::: Excerpt to read :::

Arts Review

“And the Envelope, Please…” Marc Glassman’s 2020 Oscar Picks

“And the Envelope, Please…” Marc Glassman’s 2020 Oscar Picks featured image

Oscars 2020, part one
By Marc Glassman

Even in the streaming age, winning an Oscar still means a lot. The prestige conferred on being a winner is huge in terms of public recognition and salary expectations for everyone from actors and directors to cinematographers and scriptwriters. While most films don’t benefit the way they used to when a winner could stay in cinemas for months after garnering an Oscar, it does mean that there will be more downloads and streaming opportunities.

The main thing is that Oscars are still a lot of fun. Picking winners makes for great conversations for a month before the event while the night itself is often party central for movie enthusiasts.

This week and next, I’ll be picking winners. This week I’ll be offering my selection for Oscars in 16 categories, including Best Supporting Actress and Actor, Best Foreign Film, Best Screenplays—original and adapted, and best cinematography and editing.

Next week, I’ll give you my choices for Best Picture, Director, Actor, Actress, Animation and Feature Documentary.

Fair warning: I tend to get too enthusiastic about films and artists I enjoy and end up getting only 60% right. But, hey, this may be the year I turn it around!

ACTRESS IN A SUPPORTING ROLE

Kathy Bates, “Richard Jewell”

Laura Dern, “Marriage Story” (W)

Scarlett Johansson, “Jojo Rabbit”

Florence Pugh, “Little Women”

Margot Robbie, “Bombshell”

Marc’s comments: Here’s one where I won’t miss. Laura Dern’s brilliant performance as the tough, witty and high-powered lawyer in Marriage Story is one for the ages. She absolutely aces the film, offering Scarlett Johansson the right advice to win her divorce proceedings against Adam Driver. Dern is cool, composed and a feminist in her reasoning; she creates a true character, not a caricature. It doesn’t hurt that she’s Hollywood royalty, the daughter of veteran actor Bruce Dern, and a star since her astonishing performance in David Lynch’s Blue Velvet, decades ago.

::: Material supplied :::

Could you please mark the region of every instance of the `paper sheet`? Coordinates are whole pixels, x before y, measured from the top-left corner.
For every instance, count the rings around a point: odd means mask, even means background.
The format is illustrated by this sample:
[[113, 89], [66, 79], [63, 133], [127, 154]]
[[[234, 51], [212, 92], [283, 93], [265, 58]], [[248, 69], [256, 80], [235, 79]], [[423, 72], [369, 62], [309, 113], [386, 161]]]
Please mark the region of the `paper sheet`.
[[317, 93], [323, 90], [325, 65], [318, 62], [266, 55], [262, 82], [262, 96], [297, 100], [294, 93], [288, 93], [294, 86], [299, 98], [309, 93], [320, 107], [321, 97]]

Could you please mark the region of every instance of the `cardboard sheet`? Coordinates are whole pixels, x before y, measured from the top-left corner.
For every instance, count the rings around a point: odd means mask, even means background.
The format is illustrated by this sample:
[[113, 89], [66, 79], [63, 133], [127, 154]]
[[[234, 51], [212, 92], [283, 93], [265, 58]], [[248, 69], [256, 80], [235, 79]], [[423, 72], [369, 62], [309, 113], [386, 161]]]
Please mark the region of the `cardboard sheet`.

:::
::: Material supplied :::

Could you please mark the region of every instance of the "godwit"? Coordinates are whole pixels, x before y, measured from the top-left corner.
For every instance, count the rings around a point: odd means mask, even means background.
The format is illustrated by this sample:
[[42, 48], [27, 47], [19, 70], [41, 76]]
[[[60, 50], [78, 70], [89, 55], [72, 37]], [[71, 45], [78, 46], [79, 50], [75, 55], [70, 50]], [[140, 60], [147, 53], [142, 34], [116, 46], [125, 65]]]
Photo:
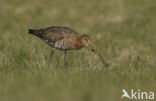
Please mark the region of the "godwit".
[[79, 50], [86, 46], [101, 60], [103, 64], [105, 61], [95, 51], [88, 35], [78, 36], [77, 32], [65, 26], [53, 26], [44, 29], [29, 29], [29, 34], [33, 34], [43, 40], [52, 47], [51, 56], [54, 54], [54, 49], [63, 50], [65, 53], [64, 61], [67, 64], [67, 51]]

:::
::: Material supplied :::

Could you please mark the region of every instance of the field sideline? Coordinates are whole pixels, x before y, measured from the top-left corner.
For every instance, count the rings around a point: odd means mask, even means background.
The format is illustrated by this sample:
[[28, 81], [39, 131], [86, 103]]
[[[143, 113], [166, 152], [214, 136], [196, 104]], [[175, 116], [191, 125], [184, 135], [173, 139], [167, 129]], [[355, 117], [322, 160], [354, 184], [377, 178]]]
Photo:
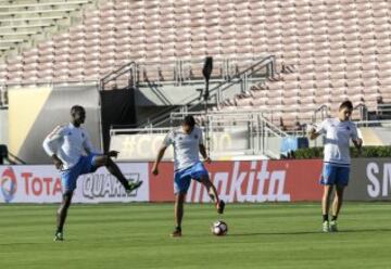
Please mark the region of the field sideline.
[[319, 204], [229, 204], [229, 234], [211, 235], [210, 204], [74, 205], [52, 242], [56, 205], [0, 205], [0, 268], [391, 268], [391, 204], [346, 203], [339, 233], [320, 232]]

:::

Challenge — Could you repeat the Oscar picks review word for word, starting with "This week and" and going on through "turn it around!"?

Response —
This week and next, I’ll be picking winners. This week I’ll be offering my selection for Oscars in 16 categories, including Best Supporting Actress and Actor, Best Foreign Film, Best Screenplays—original and adapted, and best cinematography and editing.

Next week, I’ll give you my choices for Best Picture, Director, Actor, Actress, Animation and Feature Documentary.

Fair warning: I tend to get too enthusiastic about films and artists I enjoy and end up getting only 60% right. But, hey, this may be the year I turn it around!